** start **

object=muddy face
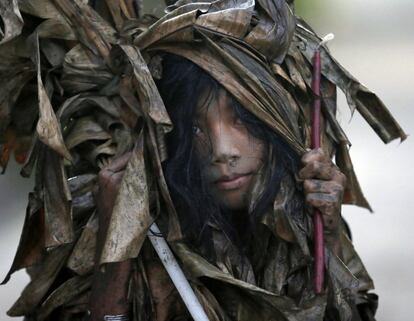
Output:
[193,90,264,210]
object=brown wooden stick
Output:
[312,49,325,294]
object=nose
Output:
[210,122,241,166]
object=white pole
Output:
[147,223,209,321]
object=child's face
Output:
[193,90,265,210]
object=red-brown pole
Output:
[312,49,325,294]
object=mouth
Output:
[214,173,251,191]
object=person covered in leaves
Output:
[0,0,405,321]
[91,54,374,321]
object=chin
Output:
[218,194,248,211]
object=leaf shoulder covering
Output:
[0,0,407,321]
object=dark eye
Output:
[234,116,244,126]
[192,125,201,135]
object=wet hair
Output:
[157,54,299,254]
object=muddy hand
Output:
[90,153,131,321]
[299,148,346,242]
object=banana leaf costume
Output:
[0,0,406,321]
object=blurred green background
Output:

** end **

▶ SET TASK:
Write out all of the lines above again, changing every "pole" to "post" and keeping everything else the same. Leave out the pictures.

▶ EXERCISE RESPONSE:
object=muddy face
Output:
[193,90,264,210]
object=brown wooden stick
Output:
[312,49,325,294]
object=nose
Output:
[210,122,241,166]
object=white post
Output:
[147,223,209,321]
object=child's face
Output:
[193,90,265,210]
object=red-brown post
Output:
[312,49,325,294]
object=mouth
Output:
[214,173,251,191]
object=person covered in leaves
Output:
[0,0,405,321]
[91,54,374,321]
object=chin
Output:
[218,194,248,211]
object=leaf shoulder covering
Output:
[0,0,407,321]
object=dark eye
Output:
[234,116,244,126]
[192,125,201,135]
object=wet hair
Output:
[157,54,299,254]
object=muddy hand
Output:
[90,153,131,321]
[299,148,346,242]
object=banana leaf costume
Output:
[0,0,406,321]
object=blurred green background
Output:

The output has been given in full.